Listed entries Start Marker

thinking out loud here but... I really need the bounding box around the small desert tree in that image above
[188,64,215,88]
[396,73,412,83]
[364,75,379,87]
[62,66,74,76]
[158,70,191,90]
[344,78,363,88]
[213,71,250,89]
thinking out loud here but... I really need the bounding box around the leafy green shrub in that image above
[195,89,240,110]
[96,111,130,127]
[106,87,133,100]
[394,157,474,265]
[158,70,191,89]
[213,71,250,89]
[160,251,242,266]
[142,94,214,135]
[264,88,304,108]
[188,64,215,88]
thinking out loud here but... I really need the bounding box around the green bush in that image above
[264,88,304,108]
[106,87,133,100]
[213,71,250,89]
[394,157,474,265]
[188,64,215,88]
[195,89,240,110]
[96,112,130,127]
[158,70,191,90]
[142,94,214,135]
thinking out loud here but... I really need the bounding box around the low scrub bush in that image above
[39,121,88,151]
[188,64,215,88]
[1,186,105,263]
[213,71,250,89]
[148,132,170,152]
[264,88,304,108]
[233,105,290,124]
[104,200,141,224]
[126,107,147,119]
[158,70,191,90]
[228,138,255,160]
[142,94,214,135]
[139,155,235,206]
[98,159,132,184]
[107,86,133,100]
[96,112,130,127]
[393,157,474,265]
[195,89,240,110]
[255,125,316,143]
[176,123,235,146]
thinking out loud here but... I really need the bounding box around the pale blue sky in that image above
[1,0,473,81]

Listed entries End Marker

Problem to solve: The full listing above should be restated word for word.

Response area:
thinking out loud here but... I really need the bounding box around the small desert tree in that image above
[188,64,215,88]
[396,73,412,83]
[364,75,379,87]
[62,66,74,76]
[158,70,191,90]
[344,78,363,88]
[213,71,250,89]
thinking out loud here but... I really need the bounding box around the leafy green shrub in that image above
[195,89,240,110]
[96,111,130,127]
[106,87,133,100]
[394,157,474,265]
[158,70,191,89]
[213,71,250,89]
[160,251,242,266]
[142,94,214,135]
[264,88,304,108]
[188,64,215,88]
thinking out loud here but... I really need the bounding box around the green bush in that image above
[264,88,304,108]
[106,87,133,100]
[213,71,250,89]
[394,157,474,265]
[188,64,215,88]
[195,89,240,110]
[96,112,130,127]
[158,70,191,90]
[142,94,214,135]
thinking out loud here but... I really need the bounding box around the low scrub bush in that image above
[39,121,88,151]
[188,64,215,88]
[1,186,105,263]
[213,71,250,89]
[148,132,170,152]
[264,88,304,108]
[233,105,290,124]
[104,200,141,224]
[126,107,147,119]
[158,70,191,90]
[228,138,255,160]
[142,94,214,135]
[139,155,235,206]
[98,159,132,184]
[107,86,133,100]
[96,112,130,127]
[393,157,474,265]
[195,89,240,110]
[255,125,316,143]
[176,123,235,146]
thinking out loud here but... I really need the bounding box around the pale blue sky in that image above
[1,0,473,81]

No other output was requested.